Work to complete:
When the string "bird" is part of a line in the data below, report the whole line.

Data provided:
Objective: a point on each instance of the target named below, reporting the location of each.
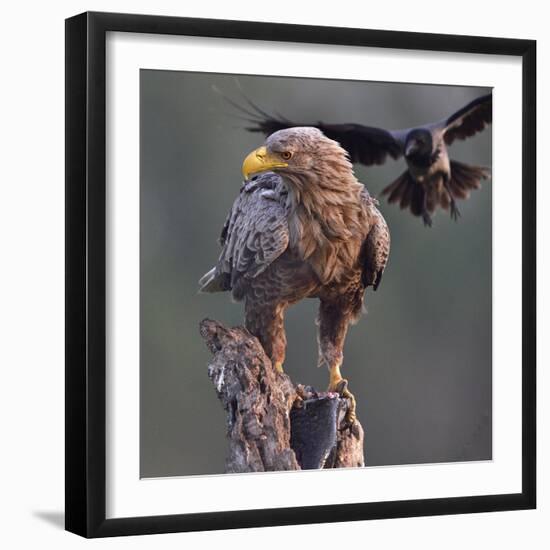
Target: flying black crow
(432, 179)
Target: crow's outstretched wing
(365, 144)
(254, 235)
(468, 121)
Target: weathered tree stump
(271, 424)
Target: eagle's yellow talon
(279, 367)
(339, 385)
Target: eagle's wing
(254, 235)
(376, 246)
(471, 119)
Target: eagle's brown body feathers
(310, 230)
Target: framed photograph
(246, 202)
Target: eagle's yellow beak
(261, 161)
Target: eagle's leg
(267, 324)
(333, 326)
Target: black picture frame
(86, 284)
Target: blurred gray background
(419, 363)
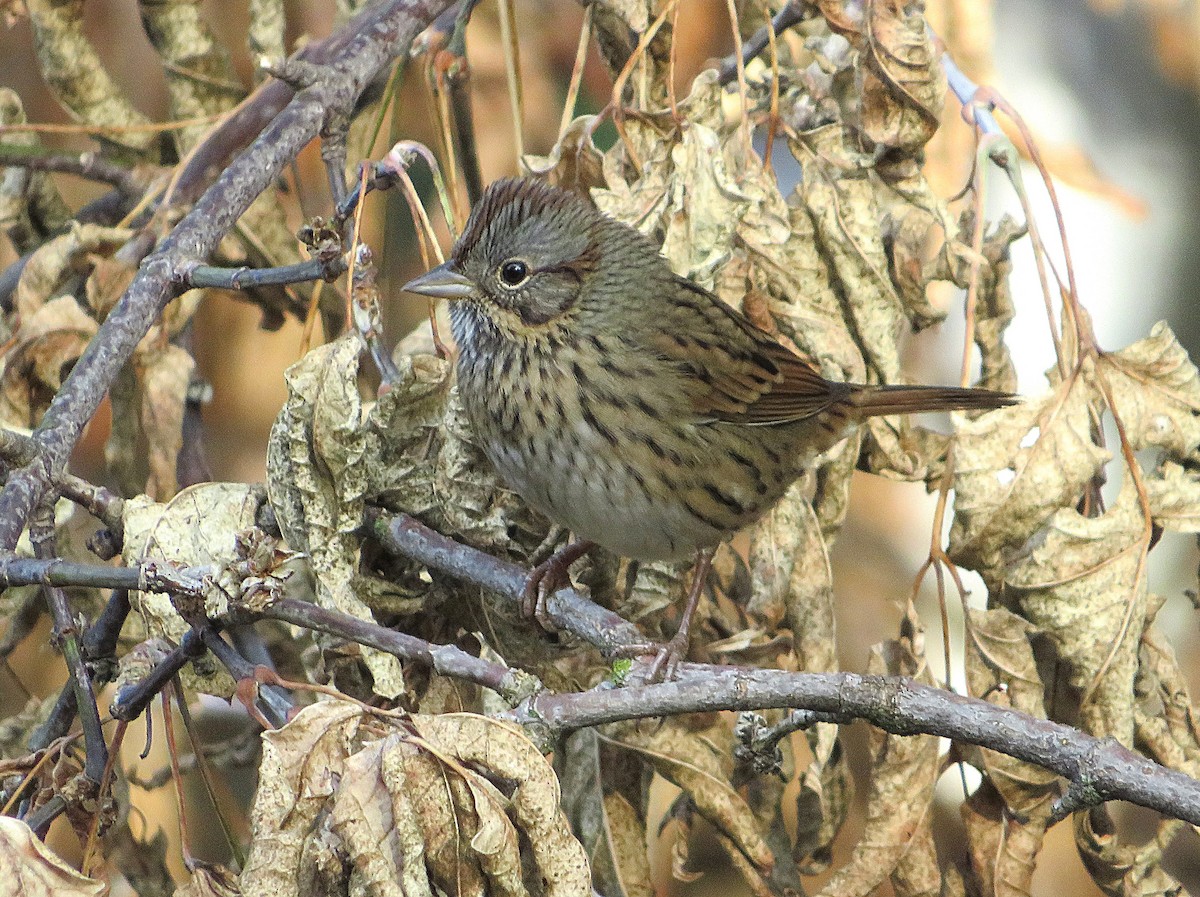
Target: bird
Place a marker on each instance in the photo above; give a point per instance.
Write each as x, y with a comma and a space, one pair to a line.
624, 401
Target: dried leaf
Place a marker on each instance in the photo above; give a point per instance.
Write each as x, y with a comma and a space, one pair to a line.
1156, 392
195, 529
1121, 870
903, 83
1001, 668
36, 871
166, 375
616, 846
700, 763
574, 162
504, 751
317, 479
1015, 467
905, 769
1085, 587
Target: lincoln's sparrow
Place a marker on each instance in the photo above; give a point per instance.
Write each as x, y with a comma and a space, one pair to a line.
622, 399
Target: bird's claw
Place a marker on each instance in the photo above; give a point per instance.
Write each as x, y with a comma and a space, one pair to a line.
544, 581
666, 661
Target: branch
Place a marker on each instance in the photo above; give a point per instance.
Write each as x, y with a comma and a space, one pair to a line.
901, 706
892, 703
567, 608
791, 14
355, 54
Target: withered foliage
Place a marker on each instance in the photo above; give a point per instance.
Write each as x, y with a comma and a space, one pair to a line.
412, 782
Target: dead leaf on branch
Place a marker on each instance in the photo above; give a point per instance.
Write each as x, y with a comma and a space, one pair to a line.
195, 529
1006, 840
612, 832
455, 801
1018, 465
317, 482
1119, 868
27, 864
899, 800
1085, 587
700, 762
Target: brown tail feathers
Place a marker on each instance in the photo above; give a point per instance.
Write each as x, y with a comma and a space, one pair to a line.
874, 401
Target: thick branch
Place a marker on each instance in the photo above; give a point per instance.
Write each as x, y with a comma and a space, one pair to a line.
894, 704
568, 609
897, 705
360, 50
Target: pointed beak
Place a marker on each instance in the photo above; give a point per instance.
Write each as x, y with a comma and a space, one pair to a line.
442, 282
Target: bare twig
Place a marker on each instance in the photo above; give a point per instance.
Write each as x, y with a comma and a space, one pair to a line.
354, 55
568, 609
898, 705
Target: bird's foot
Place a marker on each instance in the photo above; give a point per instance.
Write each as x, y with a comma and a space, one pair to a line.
546, 578
667, 660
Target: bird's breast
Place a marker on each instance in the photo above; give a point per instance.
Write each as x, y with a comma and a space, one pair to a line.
612, 456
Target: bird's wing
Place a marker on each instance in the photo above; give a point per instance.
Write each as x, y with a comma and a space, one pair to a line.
732, 369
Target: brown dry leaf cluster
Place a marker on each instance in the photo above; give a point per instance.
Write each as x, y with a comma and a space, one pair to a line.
420, 805
448, 799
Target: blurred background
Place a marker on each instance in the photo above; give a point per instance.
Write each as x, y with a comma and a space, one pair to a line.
1110, 90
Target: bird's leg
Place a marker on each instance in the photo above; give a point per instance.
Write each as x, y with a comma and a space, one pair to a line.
549, 577
677, 648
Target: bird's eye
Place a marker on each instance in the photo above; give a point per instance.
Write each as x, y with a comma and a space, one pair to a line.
514, 272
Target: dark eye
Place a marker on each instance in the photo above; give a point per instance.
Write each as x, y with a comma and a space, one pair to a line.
514, 272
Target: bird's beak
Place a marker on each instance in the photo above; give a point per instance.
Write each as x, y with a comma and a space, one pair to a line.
442, 282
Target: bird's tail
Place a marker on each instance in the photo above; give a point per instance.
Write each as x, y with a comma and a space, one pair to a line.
874, 401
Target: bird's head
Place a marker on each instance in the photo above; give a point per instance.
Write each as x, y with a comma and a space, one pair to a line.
533, 257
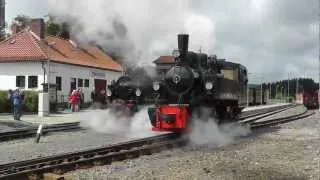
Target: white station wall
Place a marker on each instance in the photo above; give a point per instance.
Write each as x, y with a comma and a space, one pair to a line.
9, 71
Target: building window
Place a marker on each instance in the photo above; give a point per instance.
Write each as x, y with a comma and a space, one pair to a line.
80, 82
32, 81
58, 83
20, 81
86, 83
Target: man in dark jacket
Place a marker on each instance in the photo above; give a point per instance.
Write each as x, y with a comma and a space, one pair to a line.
17, 101
9, 99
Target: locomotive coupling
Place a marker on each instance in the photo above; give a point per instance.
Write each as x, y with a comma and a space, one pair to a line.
183, 41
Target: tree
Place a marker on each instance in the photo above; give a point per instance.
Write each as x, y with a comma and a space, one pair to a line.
21, 21
52, 29
55, 29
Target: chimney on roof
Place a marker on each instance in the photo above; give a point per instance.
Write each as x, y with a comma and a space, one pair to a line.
38, 27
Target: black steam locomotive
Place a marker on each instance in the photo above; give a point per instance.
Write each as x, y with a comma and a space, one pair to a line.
130, 90
197, 81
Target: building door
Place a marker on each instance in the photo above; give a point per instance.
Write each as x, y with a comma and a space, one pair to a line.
73, 84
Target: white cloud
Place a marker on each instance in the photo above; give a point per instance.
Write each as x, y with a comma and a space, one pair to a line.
269, 37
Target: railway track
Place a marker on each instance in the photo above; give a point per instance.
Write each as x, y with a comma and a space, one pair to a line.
62, 163
256, 113
31, 131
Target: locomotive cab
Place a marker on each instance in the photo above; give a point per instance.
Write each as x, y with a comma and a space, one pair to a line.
192, 82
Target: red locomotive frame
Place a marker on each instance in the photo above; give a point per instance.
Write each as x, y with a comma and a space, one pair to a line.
173, 117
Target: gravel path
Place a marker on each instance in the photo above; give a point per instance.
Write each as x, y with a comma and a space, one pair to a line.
288, 112
57, 143
289, 151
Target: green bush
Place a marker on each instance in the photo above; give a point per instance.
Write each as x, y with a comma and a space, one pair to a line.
30, 102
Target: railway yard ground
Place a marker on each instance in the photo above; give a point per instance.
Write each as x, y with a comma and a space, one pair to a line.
286, 151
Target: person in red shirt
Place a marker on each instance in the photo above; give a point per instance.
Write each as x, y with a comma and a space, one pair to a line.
73, 100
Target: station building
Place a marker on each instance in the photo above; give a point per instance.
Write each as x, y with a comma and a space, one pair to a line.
29, 60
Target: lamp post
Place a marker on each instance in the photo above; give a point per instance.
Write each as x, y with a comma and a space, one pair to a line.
319, 56
248, 90
288, 94
50, 45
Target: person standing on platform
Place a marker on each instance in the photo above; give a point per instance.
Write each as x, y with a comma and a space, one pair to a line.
17, 102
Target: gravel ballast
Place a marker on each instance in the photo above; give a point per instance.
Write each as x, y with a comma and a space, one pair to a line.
288, 151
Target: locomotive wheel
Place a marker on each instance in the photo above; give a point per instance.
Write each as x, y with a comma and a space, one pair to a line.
221, 113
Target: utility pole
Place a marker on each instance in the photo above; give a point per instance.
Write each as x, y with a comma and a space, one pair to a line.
288, 94
319, 55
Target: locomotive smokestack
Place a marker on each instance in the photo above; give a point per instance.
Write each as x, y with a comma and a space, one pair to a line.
183, 40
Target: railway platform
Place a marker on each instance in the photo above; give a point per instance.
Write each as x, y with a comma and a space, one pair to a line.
72, 117
53, 118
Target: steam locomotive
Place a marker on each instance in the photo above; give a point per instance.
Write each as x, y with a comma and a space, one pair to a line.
197, 81
130, 90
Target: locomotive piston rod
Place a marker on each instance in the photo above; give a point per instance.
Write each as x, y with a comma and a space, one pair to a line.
183, 41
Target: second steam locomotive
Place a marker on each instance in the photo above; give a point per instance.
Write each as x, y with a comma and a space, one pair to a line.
196, 81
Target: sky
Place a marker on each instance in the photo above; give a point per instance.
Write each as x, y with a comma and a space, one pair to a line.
274, 39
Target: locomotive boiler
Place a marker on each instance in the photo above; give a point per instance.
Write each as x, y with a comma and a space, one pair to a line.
130, 90
193, 82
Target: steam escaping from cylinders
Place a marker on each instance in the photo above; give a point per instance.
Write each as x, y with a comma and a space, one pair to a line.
116, 122
135, 31
205, 130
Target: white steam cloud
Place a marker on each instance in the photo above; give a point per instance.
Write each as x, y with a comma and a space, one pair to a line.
138, 31
205, 131
115, 122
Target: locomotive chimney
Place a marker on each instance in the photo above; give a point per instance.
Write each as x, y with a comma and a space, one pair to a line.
183, 40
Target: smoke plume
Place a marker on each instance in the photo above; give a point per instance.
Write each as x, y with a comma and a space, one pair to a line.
116, 122
136, 31
205, 130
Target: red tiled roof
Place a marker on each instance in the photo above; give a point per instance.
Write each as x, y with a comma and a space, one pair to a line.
165, 60
25, 45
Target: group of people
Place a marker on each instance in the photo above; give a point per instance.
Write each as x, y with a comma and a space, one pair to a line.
76, 99
15, 99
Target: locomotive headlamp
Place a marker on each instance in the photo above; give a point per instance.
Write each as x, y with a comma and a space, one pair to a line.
209, 85
138, 92
109, 92
156, 86
176, 53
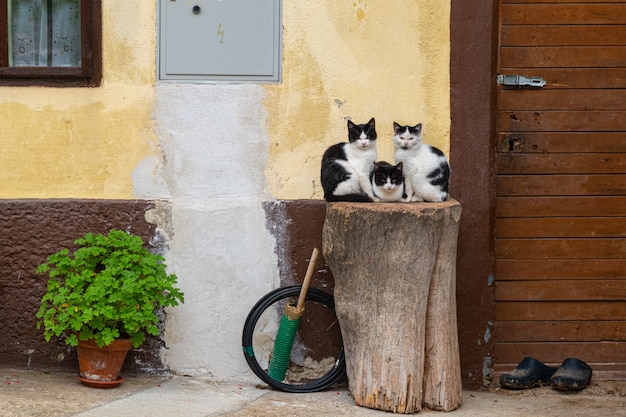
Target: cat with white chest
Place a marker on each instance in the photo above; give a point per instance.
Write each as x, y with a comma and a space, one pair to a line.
426, 168
346, 166
387, 181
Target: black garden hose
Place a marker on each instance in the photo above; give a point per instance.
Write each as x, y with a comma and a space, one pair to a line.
314, 294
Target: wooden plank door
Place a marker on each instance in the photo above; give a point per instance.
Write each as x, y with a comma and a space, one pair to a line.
561, 185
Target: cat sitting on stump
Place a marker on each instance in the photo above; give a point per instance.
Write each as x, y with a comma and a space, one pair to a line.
350, 171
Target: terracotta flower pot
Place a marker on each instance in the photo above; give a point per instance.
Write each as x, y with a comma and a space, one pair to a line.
102, 365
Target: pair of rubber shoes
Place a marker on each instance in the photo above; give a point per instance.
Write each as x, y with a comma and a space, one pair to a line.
573, 374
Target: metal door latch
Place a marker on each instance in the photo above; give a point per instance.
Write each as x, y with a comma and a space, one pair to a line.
520, 80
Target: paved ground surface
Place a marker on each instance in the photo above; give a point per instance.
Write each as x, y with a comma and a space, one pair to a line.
34, 393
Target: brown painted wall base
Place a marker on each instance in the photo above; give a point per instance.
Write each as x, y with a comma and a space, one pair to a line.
32, 230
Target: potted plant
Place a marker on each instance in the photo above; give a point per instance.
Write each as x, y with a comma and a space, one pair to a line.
107, 294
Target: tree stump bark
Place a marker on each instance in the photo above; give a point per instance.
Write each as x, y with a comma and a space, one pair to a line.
394, 266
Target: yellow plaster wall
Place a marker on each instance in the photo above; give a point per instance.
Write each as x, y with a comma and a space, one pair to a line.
355, 59
85, 142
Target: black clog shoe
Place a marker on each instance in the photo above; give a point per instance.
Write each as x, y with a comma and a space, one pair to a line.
529, 373
573, 374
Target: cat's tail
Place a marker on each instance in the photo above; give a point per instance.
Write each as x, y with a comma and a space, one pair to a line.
358, 198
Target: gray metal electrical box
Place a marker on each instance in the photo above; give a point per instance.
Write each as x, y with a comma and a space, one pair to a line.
220, 40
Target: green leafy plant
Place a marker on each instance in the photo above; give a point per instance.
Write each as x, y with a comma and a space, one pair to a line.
110, 287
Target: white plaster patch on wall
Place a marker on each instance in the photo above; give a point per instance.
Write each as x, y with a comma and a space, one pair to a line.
214, 143
148, 181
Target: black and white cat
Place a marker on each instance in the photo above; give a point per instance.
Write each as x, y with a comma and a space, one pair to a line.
426, 168
387, 181
346, 166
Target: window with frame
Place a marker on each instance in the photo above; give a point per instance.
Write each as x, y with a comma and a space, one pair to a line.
50, 43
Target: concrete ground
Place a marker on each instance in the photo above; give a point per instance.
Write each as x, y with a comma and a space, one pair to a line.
44, 394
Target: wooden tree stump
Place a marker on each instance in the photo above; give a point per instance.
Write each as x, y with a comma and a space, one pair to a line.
394, 266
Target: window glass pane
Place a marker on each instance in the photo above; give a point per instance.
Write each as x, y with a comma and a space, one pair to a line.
44, 33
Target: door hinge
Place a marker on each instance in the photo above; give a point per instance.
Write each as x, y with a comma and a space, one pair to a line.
520, 80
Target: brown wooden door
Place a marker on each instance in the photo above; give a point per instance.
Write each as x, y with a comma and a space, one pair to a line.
561, 185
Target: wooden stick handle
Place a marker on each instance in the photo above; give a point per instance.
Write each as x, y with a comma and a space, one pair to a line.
307, 280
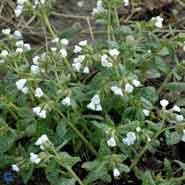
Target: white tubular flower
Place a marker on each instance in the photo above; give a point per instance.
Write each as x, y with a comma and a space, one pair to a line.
15, 168
39, 112
42, 141
19, 50
77, 49
136, 83
105, 62
114, 53
21, 2
95, 103
64, 42
76, 66
36, 60
117, 90
99, 8
83, 43
130, 139
138, 129
146, 112
164, 103
129, 88
176, 108
183, 136
6, 31
66, 101
21, 86
4, 53
126, 2
111, 142
79, 59
179, 118
55, 40
39, 93
86, 70
158, 21
34, 158
63, 52
35, 69
20, 43
27, 46
116, 172
18, 11
17, 34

Answer:
Target: bird
Target: bird's claw
Target: bird's foot
Target: bird's breast
Target: bird's wing
Target: bird's leg
Target: bird's eye
Target: bird's beak
Target: bird's tail
Target: bird's head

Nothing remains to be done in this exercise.